• **ACTION ITEM**:
Restate the data below word for word, and let no image into your version.

• **DATA**:

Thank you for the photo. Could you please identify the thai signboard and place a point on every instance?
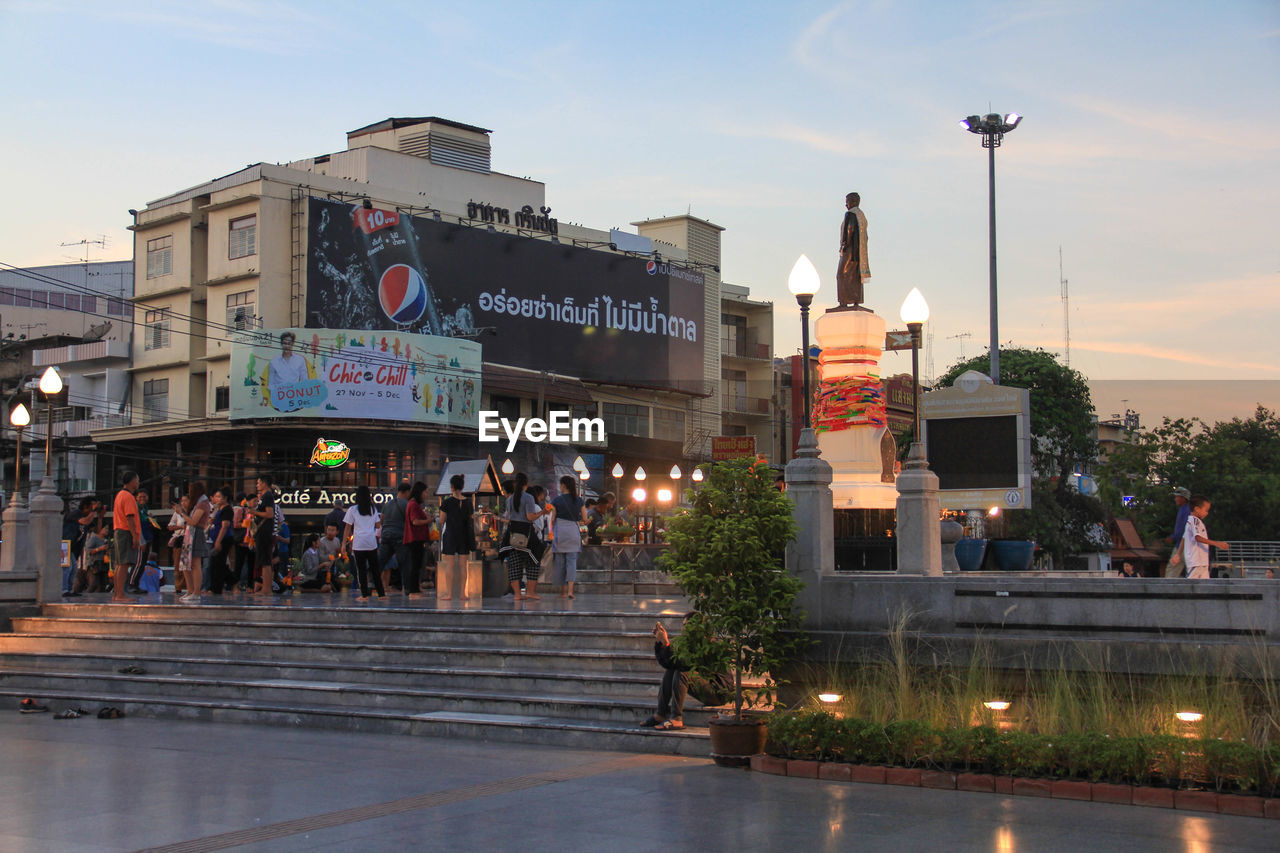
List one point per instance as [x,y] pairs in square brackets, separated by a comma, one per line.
[977,437]
[540,305]
[725,447]
[355,373]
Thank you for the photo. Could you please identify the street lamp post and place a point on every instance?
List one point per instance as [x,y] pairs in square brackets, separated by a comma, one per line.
[992,128]
[914,313]
[50,384]
[19,418]
[919,536]
[804,283]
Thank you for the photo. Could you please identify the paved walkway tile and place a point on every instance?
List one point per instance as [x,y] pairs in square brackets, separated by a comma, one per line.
[136,784]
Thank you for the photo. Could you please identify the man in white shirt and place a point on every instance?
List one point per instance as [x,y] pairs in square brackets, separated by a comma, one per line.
[1196,541]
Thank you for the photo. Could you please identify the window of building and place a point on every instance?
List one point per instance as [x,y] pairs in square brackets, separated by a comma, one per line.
[160,256]
[155,400]
[242,240]
[240,311]
[156,333]
[732,334]
[625,419]
[506,407]
[668,424]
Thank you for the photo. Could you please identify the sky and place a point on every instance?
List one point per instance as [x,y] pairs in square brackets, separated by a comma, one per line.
[1148,153]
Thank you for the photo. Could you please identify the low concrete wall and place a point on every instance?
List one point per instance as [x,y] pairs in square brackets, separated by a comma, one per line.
[1152,625]
[17,597]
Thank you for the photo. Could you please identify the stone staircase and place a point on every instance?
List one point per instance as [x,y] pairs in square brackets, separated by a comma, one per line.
[579,678]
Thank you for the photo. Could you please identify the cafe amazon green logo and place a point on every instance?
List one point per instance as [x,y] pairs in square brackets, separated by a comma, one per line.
[329,454]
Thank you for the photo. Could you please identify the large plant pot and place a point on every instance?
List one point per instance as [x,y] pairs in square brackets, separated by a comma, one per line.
[969,553]
[734,743]
[1014,555]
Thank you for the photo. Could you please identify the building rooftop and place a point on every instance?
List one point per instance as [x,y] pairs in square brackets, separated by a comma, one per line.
[392,123]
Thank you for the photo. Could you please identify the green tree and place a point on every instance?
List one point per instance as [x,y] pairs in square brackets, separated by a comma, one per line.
[726,553]
[1063,441]
[1235,464]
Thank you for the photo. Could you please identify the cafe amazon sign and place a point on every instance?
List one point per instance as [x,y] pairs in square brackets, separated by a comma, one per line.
[329,454]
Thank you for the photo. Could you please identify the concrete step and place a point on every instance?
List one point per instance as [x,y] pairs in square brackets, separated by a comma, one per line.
[563,731]
[351,655]
[350,696]
[556,683]
[307,632]
[547,616]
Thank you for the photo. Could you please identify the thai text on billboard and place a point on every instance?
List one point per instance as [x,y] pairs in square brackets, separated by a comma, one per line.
[534,304]
[355,373]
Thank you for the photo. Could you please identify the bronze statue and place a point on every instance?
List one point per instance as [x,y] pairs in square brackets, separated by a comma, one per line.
[854,269]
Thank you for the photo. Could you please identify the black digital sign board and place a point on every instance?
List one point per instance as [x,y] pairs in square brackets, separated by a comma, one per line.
[974,452]
[551,306]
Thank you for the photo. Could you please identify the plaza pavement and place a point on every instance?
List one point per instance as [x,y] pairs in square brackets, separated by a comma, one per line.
[88,784]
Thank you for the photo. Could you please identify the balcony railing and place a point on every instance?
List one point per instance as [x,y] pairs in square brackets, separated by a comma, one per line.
[744,350]
[76,428]
[745,405]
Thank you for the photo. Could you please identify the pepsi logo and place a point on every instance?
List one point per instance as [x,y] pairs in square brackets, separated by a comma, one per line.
[402,292]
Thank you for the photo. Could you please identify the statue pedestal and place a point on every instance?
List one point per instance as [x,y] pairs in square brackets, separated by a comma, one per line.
[851,343]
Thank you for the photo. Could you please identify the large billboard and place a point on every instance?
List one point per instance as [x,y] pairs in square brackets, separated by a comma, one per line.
[534,304]
[355,373]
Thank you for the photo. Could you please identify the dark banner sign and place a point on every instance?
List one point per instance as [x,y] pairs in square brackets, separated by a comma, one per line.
[576,311]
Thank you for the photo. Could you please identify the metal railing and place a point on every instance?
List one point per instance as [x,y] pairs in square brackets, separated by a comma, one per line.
[1248,555]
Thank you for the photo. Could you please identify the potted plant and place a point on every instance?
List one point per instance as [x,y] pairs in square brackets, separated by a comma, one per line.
[726,552]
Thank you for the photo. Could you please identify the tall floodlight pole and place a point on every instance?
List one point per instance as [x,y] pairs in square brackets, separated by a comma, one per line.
[992,128]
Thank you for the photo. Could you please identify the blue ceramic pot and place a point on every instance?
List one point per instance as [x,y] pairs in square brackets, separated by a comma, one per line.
[969,553]
[1014,555]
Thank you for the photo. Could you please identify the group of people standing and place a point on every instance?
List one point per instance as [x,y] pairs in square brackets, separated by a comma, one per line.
[222,539]
[539,533]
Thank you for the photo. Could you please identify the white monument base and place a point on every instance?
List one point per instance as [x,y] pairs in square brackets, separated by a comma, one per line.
[854,454]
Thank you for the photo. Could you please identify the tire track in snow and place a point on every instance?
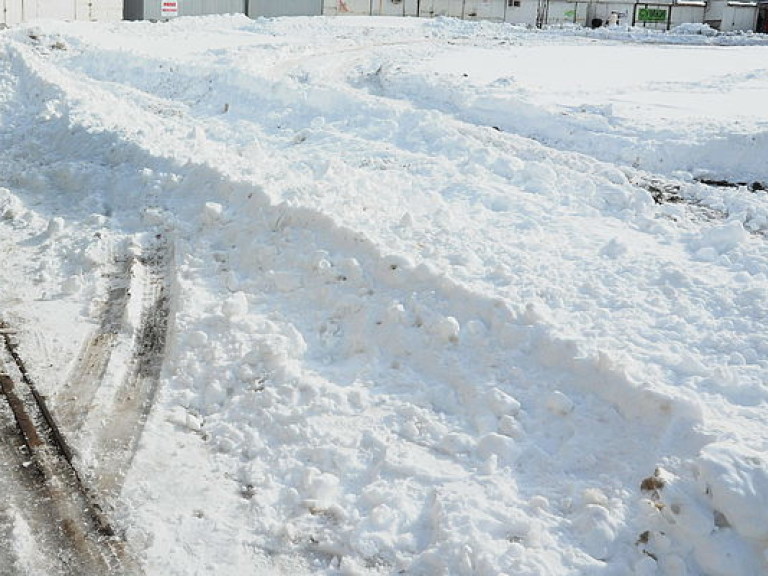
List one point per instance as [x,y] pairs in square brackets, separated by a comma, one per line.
[116,442]
[91,546]
[74,400]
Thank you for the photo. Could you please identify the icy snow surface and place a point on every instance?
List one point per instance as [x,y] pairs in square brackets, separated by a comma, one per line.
[428,317]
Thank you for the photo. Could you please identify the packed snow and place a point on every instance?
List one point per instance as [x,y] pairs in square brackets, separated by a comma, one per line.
[448,297]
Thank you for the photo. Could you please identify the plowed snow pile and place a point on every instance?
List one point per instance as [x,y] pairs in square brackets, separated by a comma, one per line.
[447,297]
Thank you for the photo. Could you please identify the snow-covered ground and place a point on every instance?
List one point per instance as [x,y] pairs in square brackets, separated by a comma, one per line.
[427,315]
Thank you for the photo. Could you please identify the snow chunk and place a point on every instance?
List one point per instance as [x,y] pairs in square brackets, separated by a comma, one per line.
[235,306]
[723,238]
[559,403]
[738,480]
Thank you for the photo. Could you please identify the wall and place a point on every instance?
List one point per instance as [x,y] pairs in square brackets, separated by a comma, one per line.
[736,17]
[270,8]
[17,11]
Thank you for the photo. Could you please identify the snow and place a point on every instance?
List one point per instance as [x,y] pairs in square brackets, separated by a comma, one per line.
[427,316]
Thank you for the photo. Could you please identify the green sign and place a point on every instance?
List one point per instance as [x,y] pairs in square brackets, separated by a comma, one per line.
[652,15]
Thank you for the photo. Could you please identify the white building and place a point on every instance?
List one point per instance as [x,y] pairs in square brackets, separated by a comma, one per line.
[725,15]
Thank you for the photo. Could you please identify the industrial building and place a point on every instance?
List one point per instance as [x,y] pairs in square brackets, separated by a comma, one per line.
[724,15]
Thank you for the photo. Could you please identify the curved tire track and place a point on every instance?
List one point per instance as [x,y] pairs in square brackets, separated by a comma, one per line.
[57,502]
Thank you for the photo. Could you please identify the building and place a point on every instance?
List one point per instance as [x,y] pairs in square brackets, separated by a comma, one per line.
[725,15]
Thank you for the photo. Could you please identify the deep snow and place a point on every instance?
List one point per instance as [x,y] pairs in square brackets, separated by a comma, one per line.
[428,318]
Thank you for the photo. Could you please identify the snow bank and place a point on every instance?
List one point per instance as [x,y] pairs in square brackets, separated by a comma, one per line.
[429,315]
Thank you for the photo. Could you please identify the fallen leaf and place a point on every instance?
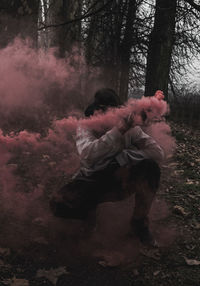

• **RESPONSE AREA**:
Thank you for the photo. Could you please identify the thai signboard and place a point on every instance?
List one point per instance as [x,y] pairs in square brackets, separated by a comma, one per line.
[977,437]
[540,305]
[725,447]
[355,373]
Thank you for the photo. Could you please identify the street lamp post and place a point on every instance?
List one point per instance as [x,y] pairs in square brackets, separated by a comma, one per line.
[992,128]
[914,313]
[50,384]
[19,418]
[919,536]
[804,283]
Thank you for the photo. Could you please identify the paved walkway tile and place a point on every instance?
List one point per instance as [x,y] pairs in square brackets, separated by a comma, one per line.
[136,784]
Thank you for the photo. Could you please identify the man in white shirt and place a point on every instance?
List one point per instance as [x,y] pairs in square brackets, separated by a comma, one per line.
[1196,541]
Thank you for the photo. Could you please identify the window of building and place a point on every instance?
List one point per instance as [x,y] pairs in square brackets, separated by a comma, one per line.
[160,256]
[155,400]
[242,240]
[240,311]
[156,333]
[732,334]
[625,419]
[506,407]
[668,424]
Thank you for the photo. Could you please identify the sky and place a point on every instance?
List one point per instance as [x,y] pairs in square brackets, separated by a comma, one per line.
[1148,153]
Thank you for the photo. Could you please identify the low concrete wall and place a point on every instance?
List one point per instance as [x,y] pairs in square brackets, separated by a comma, one per line.
[1152,625]
[17,597]
Thank you for the photo. Could you please identify the stone staircase and place a point on every instance?
List one point per instance as [x,y] pairs in square brackets, separated by a comma, one per line.
[579,678]
Thank you for the photo. Could you please identify the cafe amazon green logo and place a point on every instance?
List one point per instance as [x,y] pairs in square brackets, separated by a comma, one per line.
[329,454]
Thank you for the photo. Could you please identify the large plant pot and place a point on every instance?
List one point per instance as [x,y] pairs in square brackets, separated by a comma, one per line.
[969,553]
[734,743]
[1014,555]
Thank you for the photo. Could you please identify the building rooftop and place a point on every instance?
List one point per instance as [x,y] pairs in square brackets, separated by a comma, one per line.
[392,123]
Thank you for the photo. Could you please identify the green tree and place a point on every instance?
List one point per instance as [x,y] pairs in square brackets, separated by a comma, one per line.
[726,553]
[1063,441]
[1235,464]
Thank you for the photo. Could you please identify the cafe amazon sign and place a point on every instance?
List one point per instance as [x,y] pairs in square brackets, separated by a comma, one per line.
[329,454]
Thank you for the photo. Could you please identify the concrete step and place a point on every instance?
List one point per instance as [x,y] pairs in square brackets, separated by a comma, one per line.
[563,731]
[351,655]
[350,696]
[556,683]
[307,632]
[547,616]
Thank you for the photo. Could you please identify the thai text on billboard and place a point on every instance?
List one point per instance as [x,y] pairs in square brackets, separated by a comma, one per line.
[534,304]
[355,373]
Thank you for the photo. Could you please identify the bronze statue and place a point on every instance?
List one point per instance as [x,y] pairs in square brackets, separated by a comma, one per line.
[854,269]
Thank you for the photo. Could you please identify the black digital sign board and place a point on every instance?
List one point per instance as [x,y] pairs in square brackets, separated by a comma, one per line.
[974,452]
[551,306]
Thank you for the photo. Could you please identify the plaza pavement and place a point on every instance?
List one point per instance as [x,y] pairs in square brackets, separated by a comma, one per line.
[88,784]
Thank you for the photo. Could you please identify the balcony railing and place a point on every instance?
List one point per instance as [x,y] pairs in square brackets, separated by a comma, one per line.
[744,350]
[76,428]
[745,405]
Thank you for the photo. Could you please identify the pepsi logo and place a point on every instance?
List one point per instance as [x,y] pairs in square brackets, separated by a comma, one per line.
[402,292]
Thank you for the photo. Could you please identify the statue pedestal and place a point on every instance?
List one point per instance as [x,y] pairs in square brackets, separated by a comma, one per line.
[851,343]
Thank you for the photo. Could you please identify the large billboard and place a point on every instance?
List one point per instance as [x,y] pairs in square brackets, separated by a comma, one per line.
[534,304]
[355,373]
Thank you for the photo. Could you please identify the dark banner sign and place a point on every instance?
List one point per instance as [x,y] pairs in square brackets, separated by a comma, one per line.
[576,311]
Thank you for the photo. Could you please identify the metal railing and place a point on every instance?
List one point per instance as [x,y] pairs in square brackets, separated by a comma, one per line.
[1248,555]
Thank you for the photo. Could you please identify the potted plant and place a point on every instance?
List one point per instance as [x,y] pairs in square brackets, separated by a comma, one per line.
[726,552]
Thank you for the photo. Could you please identify the tall floodlight pole and place a point on every instance?
List one point per instance as [x,y] pairs in square brackets, separated by a comma, one per line.
[992,128]
Thank you for the photo. Could you please identify the blue ceramic pot and place a point on every instance?
List one point per instance as [x,y] pairs in square brackets, separated by a comma, one per line.
[969,553]
[1014,555]
Thank you for the photo. Could you please identify the group of people standing and place a point on every instance?
List one point per instance as [x,y] pairs in square brackets, separated by a comma, one per line.
[222,539]
[539,533]
Thank you for the photo. Could you please identify the white monument base and place a point on every instance?
List one point per instance as [x,y] pairs in square brackets, separated by a comma, one per line.
[854,454]
Thank you for the photo. Could you please identify the tire track in snow and place a point on every instance?
List one point per instance as [x,y] pairs in square brackets, separated by a comma, one per line.
[116,442]
[91,546]
[74,400]
Thank you for the photo. Could you please identify the icy snow surface and place a point on every instance?
List one point per instance as [x,y] pairs in square brackets, separated by a comma, one per line.
[428,317]
Thank you for the photo. Could you please identify the packed snow and place a point on every instance?
List one point per instance as [x,y] pairs in square brackets, separated by a comma, one per line.
[448,297]
Thank you for the photo. Could you please identify the plowed snow pile and place a point on every instance?
List one point per instance as [x,y] pairs in square brackets, separated by a comma, one per line.
[447,297]
Thank you for the photo. Could you please identify the snow-covered ground and place a point on every instance?
List one point per instance as [x,y] pairs in square brackets, separated by a comma, one per line.
[427,315]
Thank you for the photo. Could you please identify the snow chunk and place a point on every instance?
List one point per instance as [x,y] pairs in square brackets, separated by a comma, one per line.
[235,306]
[723,238]
[559,403]
[738,480]
Thank you for the photo. Could you please identify the wall and place a point on every instance?
List one point per instance as [x,y] pairs in square brackets, separated by a comma, one per line.
[736,17]
[270,8]
[17,11]
Thank you for the photo. Could you please identify the snow and place a point on every instance?
List one point per instance as [x,y] pairs in square brackets, separated by a comma, one per line.
[427,316]
Thank you for the photo. Could you please identify the green sign and place a point on every instance?
List one point per instance as [x,y] pairs in square brackets, separated by a comma, one per line.
[652,15]
Thank you for the photo. Could you please identify the white building and place a point on every instance?
List one point per instance as [x,y] pairs in square brackets, separated by a comma, one per line.
[725,15]
Thank you for the photo. Could you please identify the industrial building and place a point on every instance?
List one point per instance as [x,y] pairs in square brackets, separated by a comma, one per line.
[724,15]
Thank you for the photo. Could you please identify the curved tire track and place a point on every instance?
List one point per instance as [x,y] pairs in square brackets, separated by a comma, one per line.
[57,502]
Thank you for the photo. Could you please identify the building and place a point on every instance?
List one point per instance as [x,y] pairs in square brackets, separated by a comma, one per line.
[725,15]
Thank you for the photo. Could you please identify the deep snow and place a point on every instance?
List one point per instance as [x,y] pairs in square brackets, separated by a comma, one per line.
[428,318]
Thank you for the photo. Could you please identify the snow bank and place a point on every instance?
List one point per instance as [x,y] pairs in square brackets, separated by a comma, one per line.
[429,315]
Thank you for the photo. Could you please identify the fallen leaf and place a point on every instance?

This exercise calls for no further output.